WORK TO COMPLETE
Tally the lines in the data below that contain the word "tree" and give only that number.
+++ DATA RECORDS
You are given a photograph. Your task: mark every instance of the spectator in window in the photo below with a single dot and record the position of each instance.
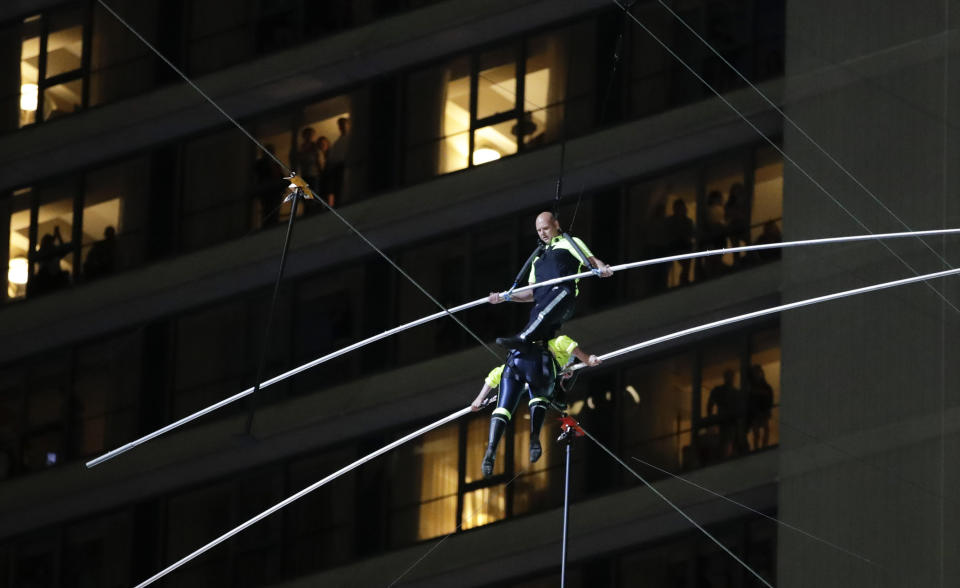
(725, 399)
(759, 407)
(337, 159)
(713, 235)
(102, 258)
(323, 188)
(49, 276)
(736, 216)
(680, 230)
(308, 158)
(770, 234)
++++++
+++ DATA RECORDS
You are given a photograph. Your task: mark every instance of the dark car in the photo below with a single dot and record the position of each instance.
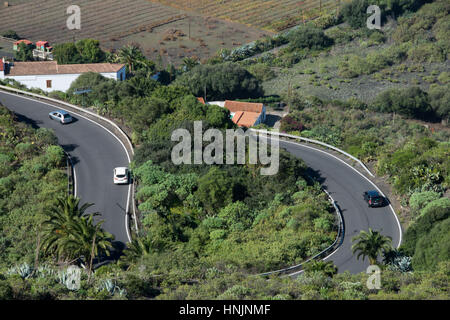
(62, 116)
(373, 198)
++++++
+++ DATA RECORDS
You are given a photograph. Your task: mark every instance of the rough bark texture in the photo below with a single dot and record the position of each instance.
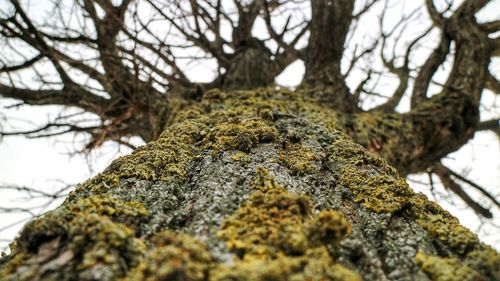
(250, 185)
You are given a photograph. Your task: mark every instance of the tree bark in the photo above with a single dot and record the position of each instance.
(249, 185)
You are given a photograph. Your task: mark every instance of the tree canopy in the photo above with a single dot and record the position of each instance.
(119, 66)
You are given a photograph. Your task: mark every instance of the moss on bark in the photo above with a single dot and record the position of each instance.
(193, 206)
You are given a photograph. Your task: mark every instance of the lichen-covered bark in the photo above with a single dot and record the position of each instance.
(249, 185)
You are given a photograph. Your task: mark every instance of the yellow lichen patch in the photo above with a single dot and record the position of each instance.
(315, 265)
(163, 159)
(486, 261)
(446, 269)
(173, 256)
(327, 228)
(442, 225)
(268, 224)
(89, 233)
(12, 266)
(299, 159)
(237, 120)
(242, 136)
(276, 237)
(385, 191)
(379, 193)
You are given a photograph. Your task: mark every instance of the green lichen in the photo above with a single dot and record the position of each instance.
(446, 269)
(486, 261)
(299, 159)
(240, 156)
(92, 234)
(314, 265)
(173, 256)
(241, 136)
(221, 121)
++++++
TASK OUTPUT
2